**THE TASK**
Down to the last line, copy the records below without any change.

Natural-language object grounding data
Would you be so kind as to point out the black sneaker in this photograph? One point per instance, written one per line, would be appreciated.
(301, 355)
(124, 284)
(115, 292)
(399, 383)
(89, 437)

**YOUR RESPONSE**
Would you be so kind as to point out the black sneaker in this photograph? One point per instance, written one per line, would be appreciated.
(301, 355)
(124, 284)
(115, 292)
(399, 383)
(89, 437)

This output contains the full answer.